Can the data below be echoed back word for word?

Point localization data:
* * * * * * * * *

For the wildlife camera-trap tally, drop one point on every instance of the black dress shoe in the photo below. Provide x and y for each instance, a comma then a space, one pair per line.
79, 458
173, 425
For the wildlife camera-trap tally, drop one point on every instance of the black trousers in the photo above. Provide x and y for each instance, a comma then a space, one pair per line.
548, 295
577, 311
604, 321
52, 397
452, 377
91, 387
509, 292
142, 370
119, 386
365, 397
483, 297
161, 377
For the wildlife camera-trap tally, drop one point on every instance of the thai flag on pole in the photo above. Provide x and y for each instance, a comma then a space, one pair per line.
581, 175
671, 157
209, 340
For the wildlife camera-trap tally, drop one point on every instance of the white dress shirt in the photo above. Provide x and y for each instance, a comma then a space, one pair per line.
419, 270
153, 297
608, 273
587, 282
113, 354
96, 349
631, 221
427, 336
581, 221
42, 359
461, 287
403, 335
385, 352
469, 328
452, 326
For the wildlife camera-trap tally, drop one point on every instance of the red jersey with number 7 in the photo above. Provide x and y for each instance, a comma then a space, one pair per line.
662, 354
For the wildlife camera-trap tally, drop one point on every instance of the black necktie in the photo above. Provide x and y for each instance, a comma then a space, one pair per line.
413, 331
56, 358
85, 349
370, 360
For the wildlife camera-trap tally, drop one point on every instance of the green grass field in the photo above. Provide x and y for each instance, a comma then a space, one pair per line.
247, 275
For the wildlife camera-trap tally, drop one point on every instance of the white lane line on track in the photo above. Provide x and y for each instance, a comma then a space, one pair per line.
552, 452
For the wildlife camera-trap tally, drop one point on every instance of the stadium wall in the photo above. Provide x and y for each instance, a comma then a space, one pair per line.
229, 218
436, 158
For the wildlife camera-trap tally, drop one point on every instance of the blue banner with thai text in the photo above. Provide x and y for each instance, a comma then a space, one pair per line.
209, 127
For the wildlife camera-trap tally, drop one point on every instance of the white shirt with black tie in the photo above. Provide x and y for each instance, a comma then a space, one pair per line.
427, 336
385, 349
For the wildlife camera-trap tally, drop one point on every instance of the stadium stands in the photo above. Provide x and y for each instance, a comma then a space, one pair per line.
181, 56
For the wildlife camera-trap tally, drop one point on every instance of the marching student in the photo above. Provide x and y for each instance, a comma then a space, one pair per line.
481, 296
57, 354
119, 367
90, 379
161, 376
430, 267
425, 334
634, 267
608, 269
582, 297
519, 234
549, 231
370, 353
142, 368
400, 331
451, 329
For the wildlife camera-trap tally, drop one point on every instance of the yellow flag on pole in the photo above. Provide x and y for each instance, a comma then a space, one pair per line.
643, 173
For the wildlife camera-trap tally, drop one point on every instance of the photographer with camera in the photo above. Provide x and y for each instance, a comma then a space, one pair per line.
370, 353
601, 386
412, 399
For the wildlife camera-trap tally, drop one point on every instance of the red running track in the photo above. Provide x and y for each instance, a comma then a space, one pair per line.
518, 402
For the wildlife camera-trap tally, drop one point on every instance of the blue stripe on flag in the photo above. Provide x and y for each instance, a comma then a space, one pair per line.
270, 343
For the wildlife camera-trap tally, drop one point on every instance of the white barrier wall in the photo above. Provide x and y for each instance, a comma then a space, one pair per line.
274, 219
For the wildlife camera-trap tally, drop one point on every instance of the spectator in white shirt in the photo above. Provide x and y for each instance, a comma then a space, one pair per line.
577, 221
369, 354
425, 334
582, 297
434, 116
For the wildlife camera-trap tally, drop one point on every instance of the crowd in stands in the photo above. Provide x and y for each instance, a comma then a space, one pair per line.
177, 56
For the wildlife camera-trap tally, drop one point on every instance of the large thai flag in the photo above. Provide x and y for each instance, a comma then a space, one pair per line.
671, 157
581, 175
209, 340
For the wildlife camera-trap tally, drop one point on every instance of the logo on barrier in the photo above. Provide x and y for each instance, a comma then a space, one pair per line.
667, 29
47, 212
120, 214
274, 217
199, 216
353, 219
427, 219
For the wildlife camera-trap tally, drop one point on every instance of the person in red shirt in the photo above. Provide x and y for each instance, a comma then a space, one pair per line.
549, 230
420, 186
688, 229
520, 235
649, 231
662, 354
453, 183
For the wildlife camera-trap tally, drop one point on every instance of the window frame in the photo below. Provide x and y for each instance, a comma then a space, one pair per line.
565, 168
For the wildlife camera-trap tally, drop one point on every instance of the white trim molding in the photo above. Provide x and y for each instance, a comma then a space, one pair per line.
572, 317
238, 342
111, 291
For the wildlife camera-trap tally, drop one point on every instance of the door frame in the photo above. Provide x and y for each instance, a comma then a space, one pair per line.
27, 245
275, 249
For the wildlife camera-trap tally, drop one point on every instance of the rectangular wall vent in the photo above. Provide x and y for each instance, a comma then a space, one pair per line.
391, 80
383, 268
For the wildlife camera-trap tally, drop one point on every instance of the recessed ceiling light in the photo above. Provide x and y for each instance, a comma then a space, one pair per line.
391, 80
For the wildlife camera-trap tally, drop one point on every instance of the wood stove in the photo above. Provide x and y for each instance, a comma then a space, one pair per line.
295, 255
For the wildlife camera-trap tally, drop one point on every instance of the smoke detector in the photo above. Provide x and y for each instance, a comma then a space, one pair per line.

* * * * * * * * *

**Exercise output:**
For the wildlife camera-trap tally, drop one point on every instance of the black dress shoe in the photo below. Provide x and y for each instance, a comma then a space, one pair per line.
79, 458
173, 425
For the wildlife camera-trap tally, drop one point on every instance of the black trousers in the photo above. Provide x and y for each instance, a comma then a space, one pair per line.
548, 295
577, 311
604, 321
52, 397
452, 377
91, 387
509, 292
142, 370
119, 386
365, 397
483, 297
161, 377
For the wildlife camera-trap tally, drop one point on every instance of the thai flag on pole in the photo above. Provide x and y for each instance, a comma then a space, one pair per line.
581, 175
671, 157
209, 340
For the wildlife camera-trap tally, drop one point on every instance of the white dress shirt in the photo above. Provide x and y for each instance, a comma then a space, one pair per line.
419, 270
153, 297
608, 273
587, 282
113, 354
96, 349
631, 221
427, 336
581, 221
42, 359
461, 287
403, 335
385, 352
469, 328
452, 326
For the wildlife camera-trap tally, drop one point on every instance of the red jersey with number 7 in the photo above. Provide x and y for each instance, a comma then a space, one pair per line.
662, 354
For the wildlife camera-trap tally, drop one point on every instance of the black necktie in the photo above. Provide x and y for each instance, a comma then a space, one pair per line.
413, 331
56, 358
85, 349
370, 360
For the wildlife camera-trap tally, drop one point on every instance of the green grass field in the photo above. Provide x and y for each instance, a comma then a space, one pair per line.
247, 275
For the wildlife camera-trap tally, drop one point on every instance of the white lane line on track in the photo above. Provide x and y for each instance, a comma then a space, one pair per line.
552, 452
For the wildlife camera-trap tally, drop one point on every instance of the stadium wall in the photo above. Provide x and y for each instance, a comma then a space, one pair per line.
229, 218
436, 158
For the wildlife camera-trap tally, drop one point on every instance of the blue banner with thai text in the photo above. Provide x and y for each instance, a comma then a space, one pair per line.
209, 127
For the wildlife camera-trap tally, drop one point on every instance of the white shirt with black tie in the photo above. Provide x and y for each instance, a comma then a space, one pair per line.
427, 336
385, 349
For the wildlife camera-trap tally, drop one point on every instance of the stadium stands in the photo above. Provide x and y for each instance, a comma then a space, one pair per line.
181, 56
For the wildlife camera-trap tally, drop one point on every instance of the marching student in the photo above. Provide x and y for each instance, a comma then a space, one pair per line.
481, 296
57, 354
119, 367
90, 379
161, 376
430, 267
425, 334
634, 267
608, 269
582, 297
519, 234
549, 231
370, 353
142, 368
400, 331
451, 329
For the wildlife camera-trap tally, drop one point on every instance of the yellow flag on pole in the photo above. Provide x and y for each instance, a comma then a space, one pair per line.
643, 173
For the wildlife camera-trap tally, drop one point on every instance of the photographer with camera in the photo above. Provide x and y for each instance, a comma then a space, one pair per line.
370, 353
601, 386
412, 399
For the wildlife camera-trap tally, drop one point on every instance of the red running track in the photo above. Provide x and y for each instance, a comma then a space, one pair per line.
518, 402
For the wildlife camera-trap tally, drop one point on every instance of the blue stripe on flag in the photo above. Provide x and y for each instance, a comma then a space, one pair per line.
270, 343
For the wildlife camera-trap tally, drop one point on every instance of the white barrier wall in the photo above. Provide x and y for each instance, a comma then a space, one pair per line.
274, 219
For the wildlife camera-trap tally, drop one point on every instance of the spectator in white shirt in the photo above. Provide x and y for each instance, a comma then a space, one pair per line.
577, 221
369, 354
425, 334
582, 297
434, 116
For the wildlife camera-trap tally, drop one point on every instance of the crowd in stands in the photo above. Provide x and y for each instance, a comma then a space, one pair per line.
177, 56
For the wildlife camera-trap tally, drop one point on every instance of the large thai flag in the photo above. Provide x and y for each instance, a comma then a space, one pair per line.
671, 157
581, 175
209, 340
For the wildlife camera-trap tally, drop one point on every instance of the logo on barrier in the photo above. Provide x and y for each instance, a comma then a space, one pair per line.
667, 29
47, 212
120, 214
274, 217
199, 216
353, 219
427, 219
For the wildlife camera-trap tally, drop one point on every instance of the person in red shirt in the photo above. Provide x and y for each instance, a comma then a space, one pair per line.
549, 230
420, 186
688, 229
520, 235
649, 231
662, 354
453, 183
For the wildlife camera-trap tally, drop one point on every instance of the window frame in the photo below. Provide x and y for each instance, a comma then a space, one pair per line.
565, 168
For the wildlife camera-trap tally, drop one point on every instance of the white trim molding in the photo above. Provide x and y for each instance, a comma then a space, one pair per line.
572, 317
238, 342
111, 291
For the wildlife camera-trap tally, drop one point on every instance of the door frame in the photo above. Provide x and y for each instance, a comma then a space, one pair per line.
27, 245
275, 249
For the wildlife camera-trap tally, drop one point on every instance of the rectangular wall vent in the photo above. Provide x and y for each instance, a comma then a space, one pair per line.
391, 80
383, 268
For the wildlife camera-trap tally, drop one point on every instance of the recessed ceiling light in the photo above. Provide x and y for each instance, a comma then a space, one pair per line.
391, 80
For the wildlife camera-trap tally, drop one point on every instance of the wood stove in the photo above. Provide x and y for each instance, a comma then a space, one pair per line.
295, 255
For the wildlife camera-trap tally, drop one point on every instance of the smoke detector in the photo above. Provide x and y for each instance, a comma then a space, one pair per line.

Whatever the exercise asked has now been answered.